▶ _TASK DESCRIPTION_
Nothing should differ. Repeat every record as written.

▶ _GIVEN ENTRIES_
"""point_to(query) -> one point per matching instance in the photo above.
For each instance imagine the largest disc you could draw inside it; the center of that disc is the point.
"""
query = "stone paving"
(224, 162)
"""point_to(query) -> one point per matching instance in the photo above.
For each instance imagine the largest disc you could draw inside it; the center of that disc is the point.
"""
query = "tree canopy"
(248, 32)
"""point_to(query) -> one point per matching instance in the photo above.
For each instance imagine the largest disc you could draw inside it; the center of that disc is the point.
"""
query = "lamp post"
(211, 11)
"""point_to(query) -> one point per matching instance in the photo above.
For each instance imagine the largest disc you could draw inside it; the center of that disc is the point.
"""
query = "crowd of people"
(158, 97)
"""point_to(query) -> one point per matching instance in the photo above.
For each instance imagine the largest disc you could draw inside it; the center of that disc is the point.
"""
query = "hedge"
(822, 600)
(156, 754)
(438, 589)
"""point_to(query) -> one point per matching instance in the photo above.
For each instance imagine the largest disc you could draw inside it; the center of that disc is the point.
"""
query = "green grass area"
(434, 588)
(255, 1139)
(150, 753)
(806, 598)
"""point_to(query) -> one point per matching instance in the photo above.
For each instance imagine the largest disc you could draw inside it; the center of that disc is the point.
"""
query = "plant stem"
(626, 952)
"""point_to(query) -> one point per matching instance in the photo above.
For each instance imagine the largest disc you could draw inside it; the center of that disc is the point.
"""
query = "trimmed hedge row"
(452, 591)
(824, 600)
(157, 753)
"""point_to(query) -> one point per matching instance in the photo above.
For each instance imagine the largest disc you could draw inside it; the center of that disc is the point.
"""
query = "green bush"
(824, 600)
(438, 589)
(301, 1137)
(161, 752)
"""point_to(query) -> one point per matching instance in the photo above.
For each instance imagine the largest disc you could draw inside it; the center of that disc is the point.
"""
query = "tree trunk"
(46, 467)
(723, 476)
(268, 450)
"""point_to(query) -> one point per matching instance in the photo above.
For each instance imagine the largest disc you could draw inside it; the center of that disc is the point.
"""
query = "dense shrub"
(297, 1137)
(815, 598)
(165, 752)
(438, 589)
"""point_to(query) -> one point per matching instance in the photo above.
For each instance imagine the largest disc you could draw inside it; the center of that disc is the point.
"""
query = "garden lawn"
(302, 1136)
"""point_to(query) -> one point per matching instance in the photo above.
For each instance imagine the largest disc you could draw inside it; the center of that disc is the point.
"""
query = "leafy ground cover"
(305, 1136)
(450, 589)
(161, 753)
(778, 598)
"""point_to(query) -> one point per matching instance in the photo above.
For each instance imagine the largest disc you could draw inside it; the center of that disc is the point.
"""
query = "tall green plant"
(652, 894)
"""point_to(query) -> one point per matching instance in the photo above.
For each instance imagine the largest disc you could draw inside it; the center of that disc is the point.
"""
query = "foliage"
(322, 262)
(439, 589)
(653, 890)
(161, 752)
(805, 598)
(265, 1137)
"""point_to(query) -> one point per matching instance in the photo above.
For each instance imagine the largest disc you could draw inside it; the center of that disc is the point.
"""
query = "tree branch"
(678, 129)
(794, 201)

▶ _OUTPUT BELOW_
"""point_to(query) -> one point per matching instance in the photo above.
For each instance imagine the largest disc you could draw inside it; the center of that disc is the point.
"""
query = "stone paving"
(224, 162)
"""point_to(query) -> one point per matching instance in the photo above.
For each instance imagine the largest disc you could draw inside it; the center of that disc is the point.
"""
query = "tree canopy"
(248, 32)
"""point_to(query) -> one point per matching instance in the photo above.
For each instance imagine the largest disc you could draw inside it; the center of that disc is the point.
"""
query = "lamp post"
(211, 11)
"""point_to(query) -> one point per matching instance in the photo above.
For each instance imagine the largest disc you could draw inside it; the center of that disc is the point.
"""
query = "crowd of people"
(158, 97)
"""point_to(query) -> one point per matching instance in the photo above.
For each instance imagine the largest disc you could draw inside it; the center of that disc is the point.
"""
query = "hedge"
(822, 600)
(156, 754)
(438, 589)
"""point_to(query) -> one point per matching instance in the photo above.
For each instance imagine the largest disc you could draw inside it; the center of that disc is the point.
"""
query = "green grass area"
(434, 588)
(255, 1139)
(150, 753)
(806, 598)
"""point_to(query) -> one point per matching instance in the photo above.
For each instance imagine the largest disc you could draw inside it; the center of that disc is the point.
"""
query = "plant stem"
(626, 952)
"""point_to(query) -> one point per matching instance in the photo above.
For each instance imagine the largest disc you could draw inside it; the center of that disc is the point.
"""
query = "trimmed hedge row"
(452, 591)
(824, 600)
(157, 753)
"""point_to(query) -> one point per matching instance in the photo above.
For each instance imagine the largest disc you could draw inside it; the center of that disc is the point.
"""
query = "green bush"
(824, 600)
(438, 589)
(301, 1137)
(161, 752)
"""point_to(query) -> one point per matching instance in the photo above.
For each instance imagine the largest disc you could draw inside it; the center of that disc is the point.
"""
query = "tree trunk"
(46, 467)
(723, 476)
(268, 450)
"""point_to(query) -> one point per matching instance in the photo above.
For each instance imagine the largest disc you could draw inside it; the center of that disc is the point.
"""
query = "dense shrub"
(297, 1137)
(815, 598)
(165, 752)
(438, 589)
"""point_to(query) -> one point per matching instance in the photo above.
For each instance imagine the largest disc you could draw inside it; the center of that disc is the point.
"""
query = "garden lawn"
(302, 1136)
"""point_to(query) -> one point per matching instance in the photo above.
For each instance imagine the largest disc you could draw inside it; the center of that disc is the point.
"""
query = "leafy ground cover"
(305, 1136)
(450, 589)
(161, 753)
(778, 598)
"""point_to(query) -> one point per matching instance in the photo above.
For each instance imagine the largest disc you could draw inside it; the center of that disc is the point.
"""
query = "tall green plant"
(652, 894)
"""point_to(query) -> one point per matching instance in the photo above.
For each instance imagine the largest disc you could draw inside it; the center of that disc is the point.
"""
query = "foliage"
(322, 262)
(439, 589)
(653, 890)
(161, 752)
(805, 598)
(265, 1137)
"""point_to(query) -> one point per matching instance in the photo above.
For each instance imagine the largest disc you could draw inside it; the center of that disc is the point.
"""
query = "tree branch"
(678, 129)
(794, 201)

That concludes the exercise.